A much loved husband, father and grandpa.
Dad was the youngest of four sons born to George and Eveline Pollock; Robert was the eldest, followed by George and John. Sadly George died as an infant and John died at 21, gradually becoming paralysed after suffering from what we believe was encephalitis. Despite this, Dad looked back on his childhood as a happy time and often spoke of the adventures he got up to with his school mates.
Dad was always interested in wheeled transport, as this early picture shows. Throughout his life he owned and rode many motorbikes and travelled all around Europe on them.
In 1957, he met Doreen, my Mum, brought together by a mutual liking for crosswords. I was often amazed how easily he could find the right answer to obscure and tortuous clues and used to tease him that it was because he had a twisted and devious mind. This picture was taken on 23rd August 1958, their wedding day.
Dad left school as soon as he was able to, at 16, but never stopped learning. He was one of the most knowledgeable people I ever met and happily shared that knowledge with my brother and me. Kids today have Wikipedia and Google to help with their homework, we had Dad! He explained maths and physics to me far better than my teachers ever could, but had to admit defeat when it came to music. I don’t remember what he was talking about in this picture but it was probably something to do with engineering. His vast memory banks full of all kinds of facts made him a tough opponent during games of our family favourite: Trivial Pursuit; most of the answers he gave to the Geography questions would be followed with “We’ve been there” – a reflection of the life-long of travel that he and Mum shared. The only continent he hadn’t visited was Antarctica.

====================

→ **YOUR TASKS**
[a] Output the stretch of the memorial tribute from "A much loved" through "Europe on them.", copying it word for word.
[b] Answer these questions using the memorial tribute:
(i) In what year did the father meet Doreen?
(ii) At what age did he leave school?
(iii) Which continent had he never visited?
[c] Resume the memorial tribute about the father, starting after its final sentence.
The entries that follow come from a separate source and are unrelated to the memorial tribute.

====================

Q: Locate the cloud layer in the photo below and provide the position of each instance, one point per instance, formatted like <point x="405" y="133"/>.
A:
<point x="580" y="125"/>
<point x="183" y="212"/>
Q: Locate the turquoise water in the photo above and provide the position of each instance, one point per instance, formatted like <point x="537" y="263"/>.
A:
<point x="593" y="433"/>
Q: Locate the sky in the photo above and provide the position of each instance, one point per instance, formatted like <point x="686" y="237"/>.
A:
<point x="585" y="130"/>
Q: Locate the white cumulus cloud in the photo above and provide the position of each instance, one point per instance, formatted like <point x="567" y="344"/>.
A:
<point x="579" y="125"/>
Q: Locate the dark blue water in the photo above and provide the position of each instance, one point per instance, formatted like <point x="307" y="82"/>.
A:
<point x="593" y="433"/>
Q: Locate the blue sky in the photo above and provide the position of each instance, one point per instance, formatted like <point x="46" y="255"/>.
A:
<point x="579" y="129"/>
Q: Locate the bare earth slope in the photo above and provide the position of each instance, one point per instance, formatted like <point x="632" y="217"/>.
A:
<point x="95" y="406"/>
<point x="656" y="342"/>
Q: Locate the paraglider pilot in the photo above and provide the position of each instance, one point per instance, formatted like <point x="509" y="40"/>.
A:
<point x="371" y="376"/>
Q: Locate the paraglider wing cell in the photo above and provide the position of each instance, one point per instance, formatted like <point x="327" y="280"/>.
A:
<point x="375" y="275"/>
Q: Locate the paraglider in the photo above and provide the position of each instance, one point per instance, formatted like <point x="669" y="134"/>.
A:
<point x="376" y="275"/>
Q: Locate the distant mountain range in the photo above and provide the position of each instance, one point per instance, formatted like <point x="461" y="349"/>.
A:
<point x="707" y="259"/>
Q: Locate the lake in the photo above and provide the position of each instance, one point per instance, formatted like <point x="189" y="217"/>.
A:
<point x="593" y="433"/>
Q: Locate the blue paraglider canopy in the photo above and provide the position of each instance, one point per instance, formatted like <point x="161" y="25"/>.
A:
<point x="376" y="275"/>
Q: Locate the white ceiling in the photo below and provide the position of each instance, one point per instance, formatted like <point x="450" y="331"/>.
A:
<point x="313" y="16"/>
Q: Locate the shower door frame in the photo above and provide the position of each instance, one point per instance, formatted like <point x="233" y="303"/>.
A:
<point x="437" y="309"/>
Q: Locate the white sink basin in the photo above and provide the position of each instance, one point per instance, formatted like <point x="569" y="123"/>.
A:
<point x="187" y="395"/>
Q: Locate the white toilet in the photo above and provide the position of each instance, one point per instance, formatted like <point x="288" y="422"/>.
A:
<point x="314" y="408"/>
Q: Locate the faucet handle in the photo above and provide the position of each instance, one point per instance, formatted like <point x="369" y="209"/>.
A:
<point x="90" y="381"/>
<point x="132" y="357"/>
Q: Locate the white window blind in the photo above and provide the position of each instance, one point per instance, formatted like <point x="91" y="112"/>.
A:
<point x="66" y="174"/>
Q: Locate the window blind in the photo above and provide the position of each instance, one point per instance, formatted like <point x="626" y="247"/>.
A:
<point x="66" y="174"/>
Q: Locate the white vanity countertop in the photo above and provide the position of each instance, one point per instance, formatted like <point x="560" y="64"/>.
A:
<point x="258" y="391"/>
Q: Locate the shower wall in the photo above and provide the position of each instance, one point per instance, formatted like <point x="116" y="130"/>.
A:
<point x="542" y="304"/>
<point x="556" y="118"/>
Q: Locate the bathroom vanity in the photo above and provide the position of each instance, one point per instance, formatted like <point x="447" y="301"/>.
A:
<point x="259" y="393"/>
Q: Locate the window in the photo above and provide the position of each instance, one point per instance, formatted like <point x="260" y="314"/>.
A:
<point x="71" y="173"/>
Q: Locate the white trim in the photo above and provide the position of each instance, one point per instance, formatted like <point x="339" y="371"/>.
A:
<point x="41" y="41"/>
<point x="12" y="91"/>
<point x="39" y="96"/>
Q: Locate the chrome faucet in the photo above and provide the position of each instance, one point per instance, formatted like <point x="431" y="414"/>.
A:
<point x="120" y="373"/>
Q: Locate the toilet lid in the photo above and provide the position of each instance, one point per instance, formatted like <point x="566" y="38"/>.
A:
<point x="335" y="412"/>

====================

→ **RESPONSES TO THE TASKS**
[a]
A much loved husband, father and grandpa.
Dad was the youngest of four sons born to George and Eveline Pollock; Robert was the eldest, followed by George and John. Sadly George died as an infant and John died at 21, gradually becoming paralysed after suffering from what we believe was encephalitis. Despite this, Dad looked back on his childhood as a happy time and often spoke of the adventures he got up to with his school mates.
Dad was always interested in wheeled transport, as this early picture shows. Throughout his life he owned and rode many motorbikes and travelled all around Europe on them.

[b]
(i) 1957
(ii) 16
(iii) Antarctica

[c]
This next picture was taken on board a cruise-ship, somewhere in the Baltic or North Sea as they celebrated their Golden Wedding anniversary in typical fashion – travelling. During their retirement Mum and Dad went on many cruises, the last one being in 2011 when Dad was 87. He would often complain that the cruise ships, although very comfortable, were “full of old people”, conveniently forgetting that he fitted right into that same category.
The last few years had seen Dad struggling to get around due to problems with his knees, which he believed were caused by all those years of riding motorbikes in all weathers with little or no protection from the cold. I remember him getting home from work in the winter with icicles in his beard. Despite these difficulties, he continued to enjoy life and liked nothing more than to have visits from his granddaughters and chat away about any subject under the sun. He was always a good listener and would offer advice in a gentle way, never judging or belittling.
Dad was a master of understatement and restraint so on the rare occasions that he gave compliments, they were definitely worth having – a quiet “hmmm, very good” from Dad meant so much more than flowery, overblown phrases from others because you knew he really meant it.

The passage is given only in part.